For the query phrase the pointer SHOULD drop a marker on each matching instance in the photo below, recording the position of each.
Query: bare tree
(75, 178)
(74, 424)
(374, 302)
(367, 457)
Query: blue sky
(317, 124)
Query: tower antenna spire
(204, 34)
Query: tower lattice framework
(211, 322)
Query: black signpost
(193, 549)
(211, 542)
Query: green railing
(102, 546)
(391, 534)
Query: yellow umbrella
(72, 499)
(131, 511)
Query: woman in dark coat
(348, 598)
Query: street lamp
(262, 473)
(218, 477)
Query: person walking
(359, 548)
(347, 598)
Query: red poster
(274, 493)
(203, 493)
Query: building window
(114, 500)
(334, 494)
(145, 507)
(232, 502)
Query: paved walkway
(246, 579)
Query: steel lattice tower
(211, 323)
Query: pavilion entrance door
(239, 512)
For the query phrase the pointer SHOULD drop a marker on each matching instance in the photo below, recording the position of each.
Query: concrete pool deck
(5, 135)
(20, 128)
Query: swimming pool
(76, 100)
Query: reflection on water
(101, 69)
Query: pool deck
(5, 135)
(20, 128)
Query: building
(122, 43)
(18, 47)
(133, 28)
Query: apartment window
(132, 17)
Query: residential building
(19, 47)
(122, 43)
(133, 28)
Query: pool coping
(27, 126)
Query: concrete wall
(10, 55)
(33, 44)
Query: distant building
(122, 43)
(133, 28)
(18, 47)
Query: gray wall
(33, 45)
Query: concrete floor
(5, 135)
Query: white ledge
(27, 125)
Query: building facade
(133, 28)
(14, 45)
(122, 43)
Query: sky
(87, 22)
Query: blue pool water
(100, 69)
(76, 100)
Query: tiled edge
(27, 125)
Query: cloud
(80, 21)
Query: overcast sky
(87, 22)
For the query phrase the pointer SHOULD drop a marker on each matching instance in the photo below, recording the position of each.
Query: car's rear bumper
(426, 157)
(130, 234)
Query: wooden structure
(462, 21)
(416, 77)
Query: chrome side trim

* Work to complete: Retype the listing. Match it exactly.

* Written solution:
For the query phrase the pointer SHOULD drop a marker on each matching instance in the photo below, recording the position of each.
Query: bare tree
(75, 178)
(74, 424)
(374, 302)
(367, 457)
Query: blue sky
(317, 124)
Query: tower antenna spire
(204, 34)
Query: tower lattice framework
(211, 322)
Query: black signpost
(193, 549)
(211, 542)
Query: green railing
(102, 546)
(391, 534)
Query: yellow umbrella
(72, 499)
(131, 511)
Query: woman in dark coat
(348, 598)
Query: street lamp
(262, 473)
(218, 477)
Query: person walking
(359, 548)
(347, 598)
Query: red poster
(274, 493)
(203, 493)
Query: building window
(114, 500)
(334, 494)
(145, 507)
(232, 502)
Query: paved walkway
(246, 579)
Query: steel lattice tower
(211, 323)
Query: pavilion entrance door
(239, 512)
For the query phrase the pointer SHOULD drop a marker on each matching instance in the photo below, recording the position of each.
Query: concrete pool deck
(5, 135)
(20, 128)
Query: swimming pool
(76, 100)
Query: reflection on water
(101, 69)
Query: pool deck
(5, 135)
(20, 128)
Query: building
(122, 43)
(18, 47)
(133, 28)
Query: apartment window
(132, 17)
Query: residential building
(19, 47)
(122, 43)
(133, 28)
Query: pool coping
(27, 126)
Query: concrete wall
(10, 55)
(33, 44)
Query: distant building
(122, 43)
(133, 28)
(18, 47)
Query: gray wall
(33, 45)
Query: concrete floor
(5, 135)
Query: white ledge
(27, 125)
Query: building facade
(133, 28)
(14, 45)
(122, 43)
Query: sky
(87, 22)
Query: blue pool water
(100, 69)
(76, 100)
Query: tiled edge
(27, 125)
Query: cloud
(80, 21)
Query: overcast sky
(87, 22)
For the query phrase the pointer SHOULD drop a marker on each matching instance in the photo below, recording the position of each.
Query: car's rear bumper
(426, 157)
(130, 234)
Query: wooden structure
(462, 21)
(416, 77)
Query: chrome side trim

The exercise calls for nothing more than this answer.